# [TEXTAUSZUG]
──────

Sammlung der Entscheidungen des Schweizerischen Bundesgerichts
Collection des arrêts du Tribunal fédéral suisse
Raccolta delle decisioni del Tribunale federale svizzero

BGE 91 I 90



91 I 90

15. Auszug aus dem Urteil vom 5. Mai 1965 i.S. Mosimann gegen Suhner AG,
Gemeinderat von Herisau und Regierungsrat von Appenzell A. Rh. Regeste

    Art. 4 BV, Art. 88 OG.

    Die Parteien haben im Verwaltungsstreitverfahren schon unmittelbar
auf Grund des Art. 4 BV ein Recht auf Teilnahme an einem Augenschein. Die
Rüge der Verletzung dieses Anspruchs und des Rechts auf prozessuale
Gleichbehandlung steht auch einer Partei zu, die nicht zur Anfechtung
des Sachurteils befugt ist.

Sachverhalt

    Mosimann beanstandete in einer Einsprache gegen das Baugesuch seiner
Nachbarin Suhner AG die Höhe des geplanten Baues. Der Gemeinderat von
Herisau lehnte die Einsprache ab, weil die Voraussetzungen, worunter
das Gemeindebaureglement Ausnahmen von den Bauhöhenvorschriften gestatte,
erfüllt seien. Mosimann rekurrierte dagegen. Im Rekursverfahren besichtigte
der mit der Instruktion beauftragte Vorsteher der Gemeindedirektion in
Begleitung eines Vertreters der Suhner AG den Bauplatz. Der Regierungsrat
wies hierauf den Rekurs ab. Er führte dazu aus, der Augenschein habe
ergeben, dass sich der geplante Bau harmonisch in das Quartier einfügen
werde. Der Bau überschreite das reglementarische Höchstmass nur um 50
cm. Der Gemeinderat sei nach den Umständen berechtigt gewesen, diese
Mehrhöhe zu bewilligen.

    Mosimann führte gegen den Entscheid des Regierungsrates
staatsrechtliche Beschwerde wegen Verletzung des Art. 4 BV und der
Eigentumsgarantie. Das Bundesgericht hat die Beschwerde im Sinne der
Erwägungen gutgeheissen, soweit es darauf eingetreten ist.

──────

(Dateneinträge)
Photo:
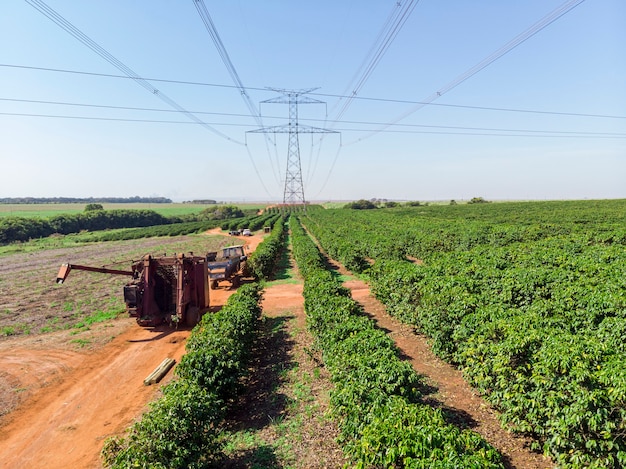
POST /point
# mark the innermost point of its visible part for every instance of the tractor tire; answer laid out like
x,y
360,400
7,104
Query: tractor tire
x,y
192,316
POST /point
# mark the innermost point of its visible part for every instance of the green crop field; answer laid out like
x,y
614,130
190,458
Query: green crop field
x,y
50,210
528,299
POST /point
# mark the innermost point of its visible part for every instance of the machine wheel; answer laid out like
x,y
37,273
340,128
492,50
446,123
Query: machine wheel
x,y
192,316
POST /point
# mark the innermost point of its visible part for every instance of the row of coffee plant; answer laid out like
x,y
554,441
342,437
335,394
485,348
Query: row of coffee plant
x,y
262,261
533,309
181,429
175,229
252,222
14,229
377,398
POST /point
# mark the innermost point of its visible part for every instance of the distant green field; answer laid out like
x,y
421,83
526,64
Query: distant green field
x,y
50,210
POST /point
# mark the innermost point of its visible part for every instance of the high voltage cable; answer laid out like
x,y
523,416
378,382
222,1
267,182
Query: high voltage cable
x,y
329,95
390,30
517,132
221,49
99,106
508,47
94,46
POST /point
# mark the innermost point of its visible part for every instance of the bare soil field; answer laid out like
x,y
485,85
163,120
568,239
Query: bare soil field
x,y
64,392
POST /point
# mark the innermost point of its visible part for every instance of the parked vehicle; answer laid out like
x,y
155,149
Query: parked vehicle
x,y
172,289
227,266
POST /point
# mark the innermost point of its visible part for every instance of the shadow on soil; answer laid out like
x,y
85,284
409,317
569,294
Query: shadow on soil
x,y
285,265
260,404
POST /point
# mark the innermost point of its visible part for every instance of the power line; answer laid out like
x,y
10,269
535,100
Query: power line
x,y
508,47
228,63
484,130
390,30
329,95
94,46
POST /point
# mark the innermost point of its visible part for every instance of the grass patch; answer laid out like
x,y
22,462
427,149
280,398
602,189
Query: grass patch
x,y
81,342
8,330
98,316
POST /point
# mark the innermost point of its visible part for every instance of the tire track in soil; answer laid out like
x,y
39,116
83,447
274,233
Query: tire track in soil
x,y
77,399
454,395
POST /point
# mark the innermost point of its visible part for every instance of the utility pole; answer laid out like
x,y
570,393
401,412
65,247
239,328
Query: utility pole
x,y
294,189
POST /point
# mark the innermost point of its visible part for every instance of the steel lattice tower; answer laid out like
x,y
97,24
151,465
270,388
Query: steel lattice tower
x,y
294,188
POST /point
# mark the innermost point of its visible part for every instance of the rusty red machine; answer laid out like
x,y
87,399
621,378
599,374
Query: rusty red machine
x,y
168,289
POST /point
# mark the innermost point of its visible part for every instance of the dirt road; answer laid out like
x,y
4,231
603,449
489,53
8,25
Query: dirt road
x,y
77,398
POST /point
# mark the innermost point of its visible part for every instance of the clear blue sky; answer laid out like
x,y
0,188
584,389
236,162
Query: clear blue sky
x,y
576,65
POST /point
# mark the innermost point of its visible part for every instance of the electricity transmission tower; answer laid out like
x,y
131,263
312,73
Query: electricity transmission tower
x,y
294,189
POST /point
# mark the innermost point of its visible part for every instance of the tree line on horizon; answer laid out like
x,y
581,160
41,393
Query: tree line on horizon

──────

# [ZU ERLEDIGEN]
a) Geben Sie aus dem Urteilsauszug den Abschnitt von „Sammlung der Entscheidungen“ bis „Art. 88 OG.“ wortgetreu wieder.
b) Um wie viel überschreitet der geplante Bau laut Urteilsauszug das reglementarische Höchstmass?
c) Stimmen diese Aussagen mit dem Urteilsauszug überein? Antworten Sie jeweils mit Ja oder Nein und zitieren Sie die entscheidenden Worte.
(i) Der Gemeinderat von Herisau hat die Einsprache von Mosimann gutgeheissen.
(ii) Bei der Besichtigung des Bauplatzes war ein Vertreter der Suhner AG anwesend.
(iii) Mosimann machte vor dem Bundesgericht auch eine Verletzung der Eigentumsgarantie geltend.

# [LÖSUNGEN IM EINZELNEN]
a)
Sammlung der Entscheidungen des Schweizerischen Bundesgerichts
Collection des arrêts du Tribunal fédéral suisse
Raccolta delle decisioni del Tribunale federale svizzero

BGE 91 I 90



91 I 90

15. Auszug aus dem Urteil vom 5. Mai 1965 i.S. Mosimann gegen Suhner AG,
Gemeinderat von Herisau und Regierungsrat von Appenzell A. Rh. Regeste

    Art. 4 BV, Art. 88 OG.

b) Um 50 cm.

c)
(i) Nein: „Der Gemeinderat von Herisau lehnte die Einsprache ab“
(ii) Ja: „in Begleitung eines Vertreters der Suhner AG den Bauplatz“
(iii) Ja: „wegen Verletzung des Art. 4 BV und der Eigentumsgarantie“